* TAREA
Según el texto sobre Mudos testigos, ¿qué premio ganó la película en el BAFICI?

* TEXTO DE LA PÁGINA
Mudos testigos

 

Por Pablo Gamba 

Mudos testigos, ganadora del premio al mejor largometraje en la Competencia Vanguardia y Género del BAFICI, es otra de las películas del festival basadas en archivos. Se trata, además, de una obra póstuma de Luis Ospina (1849-2019), uno de los realizadores más destacados en la historia del cine de América Latina. La codirigió y completó Jerónimo Atehortúa, colombiano como Ospina, productor de Pirotecnia (2019), de su hermano Federico, y Como el cielo después de llover (2020), de Mercedes Gaviria. Esta es su ópera prima en la dirección de largometraje. 

La película está hecha con el material que se ha encontrado y restaurado de nueve largos de ficción silentes realizados en Colombia entre 1922 y 1926. También con partes provenientes de noticieros y documentales de la época, y algunos fragmentos de películas extranjeras que fueron tomados de otro archivo, el que es hoy internet.

* FILAS LISTADAS
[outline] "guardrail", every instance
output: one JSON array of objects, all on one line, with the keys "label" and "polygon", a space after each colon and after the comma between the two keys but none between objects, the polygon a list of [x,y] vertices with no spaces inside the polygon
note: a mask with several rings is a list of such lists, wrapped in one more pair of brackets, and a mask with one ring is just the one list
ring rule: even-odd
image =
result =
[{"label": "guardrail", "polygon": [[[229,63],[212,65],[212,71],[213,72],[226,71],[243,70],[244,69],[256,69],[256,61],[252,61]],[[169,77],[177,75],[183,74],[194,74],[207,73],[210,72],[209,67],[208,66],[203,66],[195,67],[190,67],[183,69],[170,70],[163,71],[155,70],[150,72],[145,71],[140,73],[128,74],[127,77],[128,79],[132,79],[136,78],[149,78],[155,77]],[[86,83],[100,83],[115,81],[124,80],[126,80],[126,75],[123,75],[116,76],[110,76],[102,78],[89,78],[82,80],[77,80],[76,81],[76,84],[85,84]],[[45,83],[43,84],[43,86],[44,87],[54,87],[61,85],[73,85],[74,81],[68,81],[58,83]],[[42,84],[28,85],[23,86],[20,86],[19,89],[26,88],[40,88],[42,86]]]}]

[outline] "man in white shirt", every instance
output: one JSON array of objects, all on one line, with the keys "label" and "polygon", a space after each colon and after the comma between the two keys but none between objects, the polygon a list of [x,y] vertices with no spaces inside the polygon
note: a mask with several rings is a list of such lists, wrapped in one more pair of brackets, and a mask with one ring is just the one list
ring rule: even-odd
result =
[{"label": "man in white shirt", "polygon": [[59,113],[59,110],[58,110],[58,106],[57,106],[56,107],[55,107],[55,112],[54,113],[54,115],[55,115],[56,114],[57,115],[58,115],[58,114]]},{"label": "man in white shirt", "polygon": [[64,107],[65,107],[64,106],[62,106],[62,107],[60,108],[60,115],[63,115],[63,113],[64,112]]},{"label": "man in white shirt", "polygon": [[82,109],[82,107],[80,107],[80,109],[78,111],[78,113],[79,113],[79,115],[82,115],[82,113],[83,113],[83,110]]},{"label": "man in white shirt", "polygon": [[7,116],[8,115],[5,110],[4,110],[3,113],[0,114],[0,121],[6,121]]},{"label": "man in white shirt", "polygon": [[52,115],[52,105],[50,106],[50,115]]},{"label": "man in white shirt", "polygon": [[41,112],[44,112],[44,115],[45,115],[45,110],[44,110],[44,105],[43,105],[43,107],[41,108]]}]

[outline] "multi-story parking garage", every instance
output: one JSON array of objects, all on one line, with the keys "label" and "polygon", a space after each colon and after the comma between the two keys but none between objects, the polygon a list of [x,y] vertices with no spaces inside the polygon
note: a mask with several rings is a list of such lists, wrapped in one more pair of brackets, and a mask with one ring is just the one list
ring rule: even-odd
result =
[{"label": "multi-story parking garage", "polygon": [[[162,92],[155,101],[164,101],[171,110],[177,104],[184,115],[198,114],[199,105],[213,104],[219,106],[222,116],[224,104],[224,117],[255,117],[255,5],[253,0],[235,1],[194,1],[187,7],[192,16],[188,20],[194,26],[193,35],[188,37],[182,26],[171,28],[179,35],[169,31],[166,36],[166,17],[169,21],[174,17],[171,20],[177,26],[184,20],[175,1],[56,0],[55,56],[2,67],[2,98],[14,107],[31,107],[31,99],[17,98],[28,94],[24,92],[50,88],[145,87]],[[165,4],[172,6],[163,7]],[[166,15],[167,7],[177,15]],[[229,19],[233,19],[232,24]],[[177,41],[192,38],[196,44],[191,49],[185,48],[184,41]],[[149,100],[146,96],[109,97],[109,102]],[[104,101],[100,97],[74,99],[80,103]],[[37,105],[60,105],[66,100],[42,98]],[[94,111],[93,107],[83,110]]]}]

* RESPUESTA
El premio al mejor largometraje en la Competencia Vanguardia y Género.